DESCRIPTION OF THE TASK:
Copy the listing below in full, exactly as given.

Start of DATA UNDER STUDY

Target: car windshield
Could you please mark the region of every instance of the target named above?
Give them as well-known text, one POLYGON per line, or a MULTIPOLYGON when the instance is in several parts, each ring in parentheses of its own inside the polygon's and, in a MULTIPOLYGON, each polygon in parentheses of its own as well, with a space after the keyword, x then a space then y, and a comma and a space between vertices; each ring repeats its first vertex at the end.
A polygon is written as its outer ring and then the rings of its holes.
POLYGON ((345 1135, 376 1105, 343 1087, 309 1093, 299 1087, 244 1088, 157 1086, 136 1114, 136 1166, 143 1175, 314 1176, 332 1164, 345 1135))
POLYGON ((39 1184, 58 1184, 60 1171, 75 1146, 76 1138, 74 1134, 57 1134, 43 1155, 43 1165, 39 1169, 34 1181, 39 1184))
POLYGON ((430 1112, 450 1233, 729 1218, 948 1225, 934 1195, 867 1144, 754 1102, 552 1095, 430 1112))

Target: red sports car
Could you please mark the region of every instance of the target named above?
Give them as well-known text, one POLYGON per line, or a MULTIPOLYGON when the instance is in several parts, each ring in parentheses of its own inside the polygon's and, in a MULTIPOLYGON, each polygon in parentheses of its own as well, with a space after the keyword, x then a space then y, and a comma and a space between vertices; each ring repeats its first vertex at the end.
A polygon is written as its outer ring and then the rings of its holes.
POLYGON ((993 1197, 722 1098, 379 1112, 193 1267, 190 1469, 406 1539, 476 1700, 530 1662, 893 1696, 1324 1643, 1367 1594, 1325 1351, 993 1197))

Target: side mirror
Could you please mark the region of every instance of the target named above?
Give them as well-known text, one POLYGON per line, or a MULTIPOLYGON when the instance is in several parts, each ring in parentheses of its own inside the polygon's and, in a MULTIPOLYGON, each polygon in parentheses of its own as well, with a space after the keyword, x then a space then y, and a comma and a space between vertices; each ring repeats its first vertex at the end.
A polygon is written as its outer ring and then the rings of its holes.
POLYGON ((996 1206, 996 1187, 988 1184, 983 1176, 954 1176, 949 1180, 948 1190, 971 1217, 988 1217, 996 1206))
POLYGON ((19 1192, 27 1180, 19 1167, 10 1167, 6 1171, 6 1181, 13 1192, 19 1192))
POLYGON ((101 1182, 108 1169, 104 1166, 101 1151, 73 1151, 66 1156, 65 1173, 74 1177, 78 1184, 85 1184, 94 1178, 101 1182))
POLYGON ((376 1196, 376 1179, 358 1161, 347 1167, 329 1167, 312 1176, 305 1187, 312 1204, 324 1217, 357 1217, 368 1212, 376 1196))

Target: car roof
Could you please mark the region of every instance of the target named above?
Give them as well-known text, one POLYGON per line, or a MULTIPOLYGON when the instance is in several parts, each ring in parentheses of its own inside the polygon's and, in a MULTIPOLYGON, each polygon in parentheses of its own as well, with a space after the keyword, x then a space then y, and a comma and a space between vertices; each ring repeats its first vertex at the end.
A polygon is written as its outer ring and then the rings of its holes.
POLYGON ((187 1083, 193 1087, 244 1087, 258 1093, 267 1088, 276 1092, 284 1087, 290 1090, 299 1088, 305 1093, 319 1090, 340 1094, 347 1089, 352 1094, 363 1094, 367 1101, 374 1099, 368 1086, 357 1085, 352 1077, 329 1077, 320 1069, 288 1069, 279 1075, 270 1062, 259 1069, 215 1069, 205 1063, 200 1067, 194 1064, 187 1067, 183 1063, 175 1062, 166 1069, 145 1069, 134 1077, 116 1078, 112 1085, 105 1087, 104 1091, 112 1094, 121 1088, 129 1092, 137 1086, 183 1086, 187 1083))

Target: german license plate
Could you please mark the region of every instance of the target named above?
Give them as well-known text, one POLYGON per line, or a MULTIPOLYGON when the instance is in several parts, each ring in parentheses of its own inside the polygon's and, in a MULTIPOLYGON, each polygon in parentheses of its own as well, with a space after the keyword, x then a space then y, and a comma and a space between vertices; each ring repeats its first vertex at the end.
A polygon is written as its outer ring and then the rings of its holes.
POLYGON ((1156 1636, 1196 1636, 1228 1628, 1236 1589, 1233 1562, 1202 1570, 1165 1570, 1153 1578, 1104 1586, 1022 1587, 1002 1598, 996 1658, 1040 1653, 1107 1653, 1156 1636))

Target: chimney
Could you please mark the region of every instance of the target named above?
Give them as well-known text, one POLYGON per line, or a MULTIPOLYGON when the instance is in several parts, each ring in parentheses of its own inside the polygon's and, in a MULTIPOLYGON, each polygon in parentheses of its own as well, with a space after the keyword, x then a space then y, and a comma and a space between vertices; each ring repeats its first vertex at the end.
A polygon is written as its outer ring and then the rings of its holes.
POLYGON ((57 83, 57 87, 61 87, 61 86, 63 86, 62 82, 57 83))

End of DATA UNDER STUDY

ANSWER SECTION:
Target: car windshield
Could you please mark the region of every instance of the target named above?
Give them as well-known text, one POLYGON per line, or a MULTIPOLYGON when the instance is in several parts, each ring in parentheses of its own inside the polygon's and, in a MULTIPOLYGON, each polygon in parentheses of its own as well, with a space after the keyword, x then a space then y, and a comma and a space between vertices; each ring repeats its first vertex at the end.
A polygon is written as its outer ring and then the rings of its holes.
POLYGON ((345 1135, 376 1105, 343 1087, 309 1093, 299 1087, 244 1088, 157 1086, 136 1114, 136 1166, 143 1175, 314 1176, 332 1164, 345 1135))
POLYGON ((39 1184, 58 1184, 60 1171, 75 1146, 76 1138, 74 1134, 57 1134, 43 1155, 43 1165, 39 1169, 34 1181, 39 1184))
POLYGON ((430 1112, 450 1233, 729 1218, 948 1225, 934 1195, 867 1144, 754 1102, 552 1095, 430 1112))

Target: red sports car
Could you please mark the region of every instance of the target named above?
Give them as well-known text, one POLYGON per line, or a MULTIPOLYGON when the instance is in several parts, each ring in parentheses of its own inside the polygon's and, in a MULTIPOLYGON, each polygon in parentheses of its own as well, with a space after the keyword, x then a space then y, and a comma and a space between vertices; each ring repeats its first vertex at the end.
A polygon is written as its outer ring and then the rings of its holes.
POLYGON ((993 1197, 722 1098, 379 1112, 193 1267, 190 1469, 406 1539, 476 1700, 530 1662, 893 1696, 1324 1643, 1367 1594, 1325 1351, 993 1197))

Target: side mirror
Could you please mark the region of every instance of the target named above?
Give them as well-known text, one POLYGON per line, or a MULTIPOLYGON when the instance is in several parts, each ring in parentheses of its own inside the polygon's and, in a MULTIPOLYGON, each polygon in parentheses of its own as well, with a space after the keyword, x then a space then y, and a comma and a space between vertices; each ring repeats its first vertex at the end.
A polygon is written as its outer ring and then the rings of its holes.
POLYGON ((996 1206, 996 1187, 988 1184, 983 1176, 954 1176, 949 1180, 948 1190, 971 1217, 988 1217, 996 1206))
POLYGON ((19 1192, 27 1180, 19 1167, 10 1167, 6 1171, 6 1181, 13 1192, 19 1192))
POLYGON ((101 1182, 108 1169, 104 1166, 101 1151, 73 1151, 66 1156, 65 1173, 74 1177, 78 1184, 85 1184, 94 1178, 101 1182))
POLYGON ((376 1196, 376 1179, 358 1161, 347 1167, 329 1167, 312 1176, 305 1187, 312 1204, 324 1217, 357 1217, 368 1212, 376 1196))

Target: car roof
Could you please mark the region of every instance of the target named above?
Give them as well-known text, one POLYGON per line, or a MULTIPOLYGON when the instance is in several parts, each ring in parentheses of its own inside the polygon's and, in a MULTIPOLYGON, each polygon in parentheses of its own as well, with a space after the keyword, x then a space then y, and a comma and a space between vertices; each ring repeats its first vertex at the end.
A polygon is written as its outer ring and then the rings of its holes.
POLYGON ((187 1083, 193 1087, 244 1087, 258 1093, 267 1088, 276 1092, 284 1087, 290 1090, 299 1088, 305 1093, 319 1090, 340 1094, 347 1089, 352 1094, 363 1094, 367 1101, 374 1099, 368 1086, 357 1085, 352 1077, 329 1077, 320 1069, 288 1069, 279 1075, 270 1062, 259 1069, 215 1069, 205 1063, 200 1067, 194 1064, 187 1067, 183 1063, 175 1062, 166 1069, 145 1069, 134 1077, 116 1078, 112 1085, 105 1087, 104 1091, 112 1094, 121 1088, 129 1092, 137 1086, 183 1086, 187 1083))

Target: german license plate
Could you please mark the region of every instance of the target named above?
Give them as well-known text, one POLYGON per line, or a MULTIPOLYGON when the instance is in several parts, each ring in parentheses of its own inside the polygon's and, in a MULTIPOLYGON, each polygon in parentheses of its own as well, with a space after the keyword, x then a space then y, and a comma and a space between vertices; each ring repeats its first vertex at the end.
A polygon is written as its outer ring and then the rings of its holes.
POLYGON ((1156 1636, 1196 1636, 1228 1628, 1236 1589, 1233 1562, 1202 1570, 1165 1570, 1153 1578, 1104 1586, 1022 1587, 1002 1598, 996 1658, 1040 1653, 1107 1653, 1156 1636))

Target: chimney
Could you please mark the region of every instance of the target named above?
Give them as well-known text, one POLYGON per line, or a MULTIPOLYGON when the instance is in several parts, each ring in parentheses of its own inside the polygon's and, in a MULTIPOLYGON, each polygon in parentheses of its own as well, with a space after the keyword, x then a space then y, and a comma and a space between vertices; each ring repeats its first vertex at the end.
A polygon is written as its outer ring and then the rings of its holes.
POLYGON ((57 83, 57 87, 61 87, 61 86, 63 86, 62 82, 57 83))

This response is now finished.